Required task 1:
Count the lines in the rows below that contain the string "black", treating case as significant, and give only the number.
▬▬▬
Getting candid with Dadar’s Home Chef, Aditi Limaye
- Nandini Rohela

- Jan 28
- 4 min read
Updated: 7 days ago
From working in her father's kitchen to establishing her own, Chef Limaye's culinary journey is both heartwarming and exciting.

As I stepped into Home Chef, a cosy corner caught my eye, and I quickly rushed to take the seat. A quirky restaurant that celebrates food in Mumbai; you know how demanding a job it can be for one to launch a food spot that’ll hit in all the right places and tick all of your boxes. Finding one such restaurant in Mumbai is an ordeal in itself.

But tucked away in the heart of Dadar is Aditi Limaye’s Home Chef that makes the task of choosing rather less taxing. Helmed by chef Limaye, this place offers eclectic food choices and experiences. From Ramen Carnivals to Mango festivals, it's a space rooted in memory, invention and intentionality.
A kitchen that never felt intimidating

“I was always surrounded by food, and so liking it came naturally to me," says Aditi. For her, the kitchen had never been a strange or an intimidating place, but a rather familiar one that provided comfort. Thanks to her father, Rahul Limaye–Founder of the iconic Gypsy restaurant in Dadar, who played a key role in grooming her, from dicing onions and tomatoes the right way to making pizza from scratch.
▬▬▬
Required task 2:
According to the profile of chef Aditi Limaye above, who founded the Gypsy restaurant in Dadar?

Data entries:
▬▬▬
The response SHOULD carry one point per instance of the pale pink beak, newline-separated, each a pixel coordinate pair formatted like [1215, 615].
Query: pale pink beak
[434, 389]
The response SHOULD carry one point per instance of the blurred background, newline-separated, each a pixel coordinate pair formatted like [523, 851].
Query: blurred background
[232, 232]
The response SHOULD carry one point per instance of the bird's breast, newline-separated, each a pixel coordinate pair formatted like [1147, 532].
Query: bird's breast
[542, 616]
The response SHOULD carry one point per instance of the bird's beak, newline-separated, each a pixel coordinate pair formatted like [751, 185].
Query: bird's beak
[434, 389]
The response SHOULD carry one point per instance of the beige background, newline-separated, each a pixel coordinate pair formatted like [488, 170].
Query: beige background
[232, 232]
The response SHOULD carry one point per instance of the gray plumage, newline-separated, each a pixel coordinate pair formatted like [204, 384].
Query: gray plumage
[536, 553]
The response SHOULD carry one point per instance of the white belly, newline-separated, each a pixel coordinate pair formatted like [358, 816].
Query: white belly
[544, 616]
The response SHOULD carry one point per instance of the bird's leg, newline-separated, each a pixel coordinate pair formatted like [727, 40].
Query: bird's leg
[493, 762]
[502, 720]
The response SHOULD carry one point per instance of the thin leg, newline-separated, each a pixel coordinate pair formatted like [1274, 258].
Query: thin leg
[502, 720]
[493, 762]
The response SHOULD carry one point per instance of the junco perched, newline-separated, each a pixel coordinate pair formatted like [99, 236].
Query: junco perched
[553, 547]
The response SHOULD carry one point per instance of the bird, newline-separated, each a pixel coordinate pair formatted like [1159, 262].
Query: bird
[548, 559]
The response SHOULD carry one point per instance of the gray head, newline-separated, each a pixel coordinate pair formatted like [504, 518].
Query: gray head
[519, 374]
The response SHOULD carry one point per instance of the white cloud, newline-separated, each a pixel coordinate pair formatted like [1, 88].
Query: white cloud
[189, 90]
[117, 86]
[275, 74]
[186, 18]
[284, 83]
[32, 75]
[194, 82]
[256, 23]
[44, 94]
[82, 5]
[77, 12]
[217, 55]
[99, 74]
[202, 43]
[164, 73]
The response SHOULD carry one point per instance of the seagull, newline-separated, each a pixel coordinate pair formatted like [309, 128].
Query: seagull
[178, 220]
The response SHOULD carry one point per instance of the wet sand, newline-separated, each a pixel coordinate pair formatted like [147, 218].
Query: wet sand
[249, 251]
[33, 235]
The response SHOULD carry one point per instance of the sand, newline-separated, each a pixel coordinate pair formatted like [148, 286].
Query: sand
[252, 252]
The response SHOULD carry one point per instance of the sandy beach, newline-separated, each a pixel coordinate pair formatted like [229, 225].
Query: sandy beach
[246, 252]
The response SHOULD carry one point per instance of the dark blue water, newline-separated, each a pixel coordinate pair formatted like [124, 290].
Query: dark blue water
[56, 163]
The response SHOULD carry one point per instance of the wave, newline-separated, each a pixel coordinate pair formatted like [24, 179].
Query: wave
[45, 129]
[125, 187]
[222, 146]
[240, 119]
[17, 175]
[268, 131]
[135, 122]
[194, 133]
▬▬▬
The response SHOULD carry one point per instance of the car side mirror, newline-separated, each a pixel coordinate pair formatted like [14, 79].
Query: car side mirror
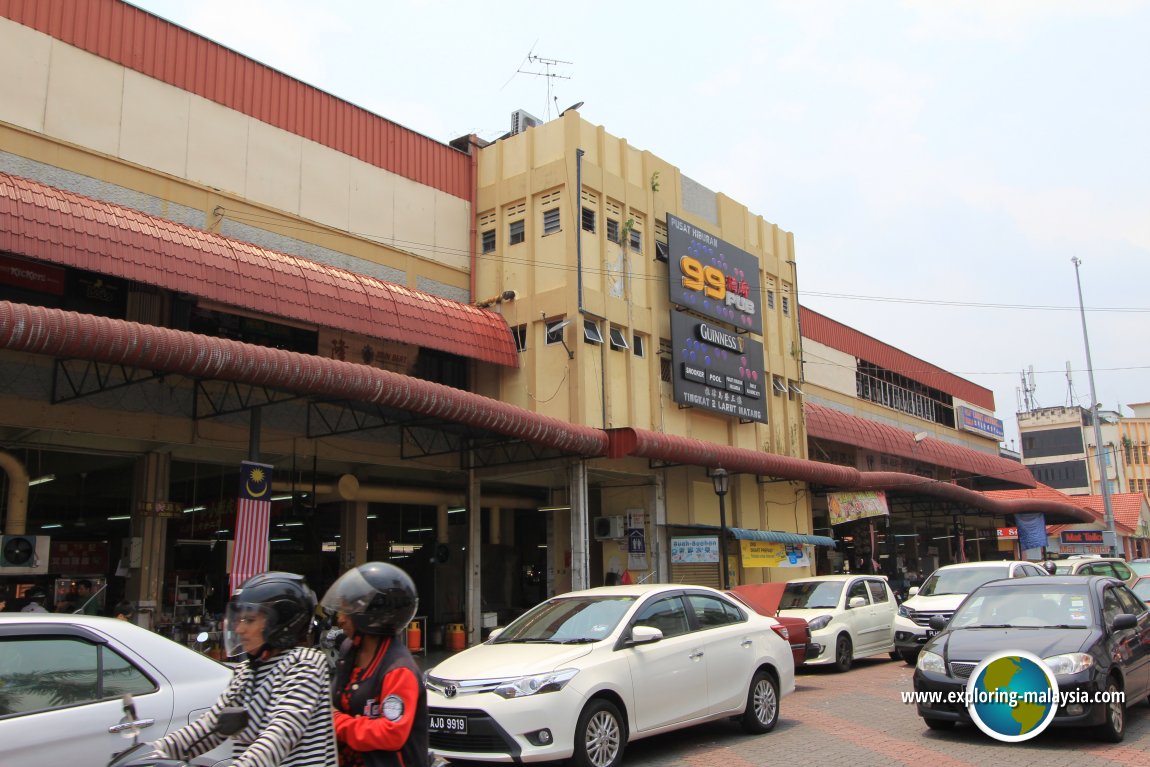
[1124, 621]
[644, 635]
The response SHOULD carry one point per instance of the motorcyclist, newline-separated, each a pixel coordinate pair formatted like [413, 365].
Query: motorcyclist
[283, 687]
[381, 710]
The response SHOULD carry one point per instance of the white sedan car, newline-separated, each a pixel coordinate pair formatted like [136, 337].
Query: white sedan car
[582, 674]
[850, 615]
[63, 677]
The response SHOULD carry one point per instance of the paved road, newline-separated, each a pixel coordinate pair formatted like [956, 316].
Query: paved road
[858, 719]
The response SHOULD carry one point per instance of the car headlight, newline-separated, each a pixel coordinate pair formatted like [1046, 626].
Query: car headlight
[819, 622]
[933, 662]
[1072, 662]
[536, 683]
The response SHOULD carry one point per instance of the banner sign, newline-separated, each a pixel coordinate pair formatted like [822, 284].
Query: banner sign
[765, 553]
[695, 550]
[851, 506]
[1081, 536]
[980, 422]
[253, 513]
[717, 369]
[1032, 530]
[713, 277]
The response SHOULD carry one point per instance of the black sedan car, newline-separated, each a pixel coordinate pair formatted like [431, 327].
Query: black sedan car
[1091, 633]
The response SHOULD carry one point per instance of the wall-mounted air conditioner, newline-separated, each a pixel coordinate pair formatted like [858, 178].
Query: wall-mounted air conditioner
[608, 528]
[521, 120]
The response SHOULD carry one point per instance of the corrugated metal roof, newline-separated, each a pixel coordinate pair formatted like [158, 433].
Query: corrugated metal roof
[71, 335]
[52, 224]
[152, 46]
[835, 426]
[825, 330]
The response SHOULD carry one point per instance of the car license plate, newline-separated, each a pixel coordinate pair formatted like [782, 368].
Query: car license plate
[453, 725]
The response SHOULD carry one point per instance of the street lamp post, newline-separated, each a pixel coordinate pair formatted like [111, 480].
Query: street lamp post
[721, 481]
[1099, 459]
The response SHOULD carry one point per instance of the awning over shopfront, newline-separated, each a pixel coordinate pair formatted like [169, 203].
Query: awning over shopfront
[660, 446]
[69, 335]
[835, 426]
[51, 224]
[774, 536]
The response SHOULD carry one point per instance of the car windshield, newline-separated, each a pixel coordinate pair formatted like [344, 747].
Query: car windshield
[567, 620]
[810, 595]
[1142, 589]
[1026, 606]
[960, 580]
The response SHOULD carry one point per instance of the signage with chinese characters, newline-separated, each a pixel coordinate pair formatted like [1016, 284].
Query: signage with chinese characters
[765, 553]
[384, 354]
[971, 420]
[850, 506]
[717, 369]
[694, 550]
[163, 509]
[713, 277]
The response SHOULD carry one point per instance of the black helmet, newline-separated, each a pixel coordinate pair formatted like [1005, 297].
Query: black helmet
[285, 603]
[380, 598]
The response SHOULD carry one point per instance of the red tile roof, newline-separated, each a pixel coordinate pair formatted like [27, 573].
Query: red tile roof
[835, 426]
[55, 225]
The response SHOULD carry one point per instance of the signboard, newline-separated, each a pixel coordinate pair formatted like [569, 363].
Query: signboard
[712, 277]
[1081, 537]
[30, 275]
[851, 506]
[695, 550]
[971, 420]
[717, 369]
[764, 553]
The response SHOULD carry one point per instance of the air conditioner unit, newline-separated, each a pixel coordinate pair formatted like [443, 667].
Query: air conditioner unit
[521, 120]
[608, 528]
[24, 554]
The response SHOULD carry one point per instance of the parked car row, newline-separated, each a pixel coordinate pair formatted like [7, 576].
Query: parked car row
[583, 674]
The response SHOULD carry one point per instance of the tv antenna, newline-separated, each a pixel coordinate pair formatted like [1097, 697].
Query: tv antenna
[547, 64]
▬▬▬
Solution 1:
4

Solution 2:
Rahul Limaye, Aditi Limaye's father.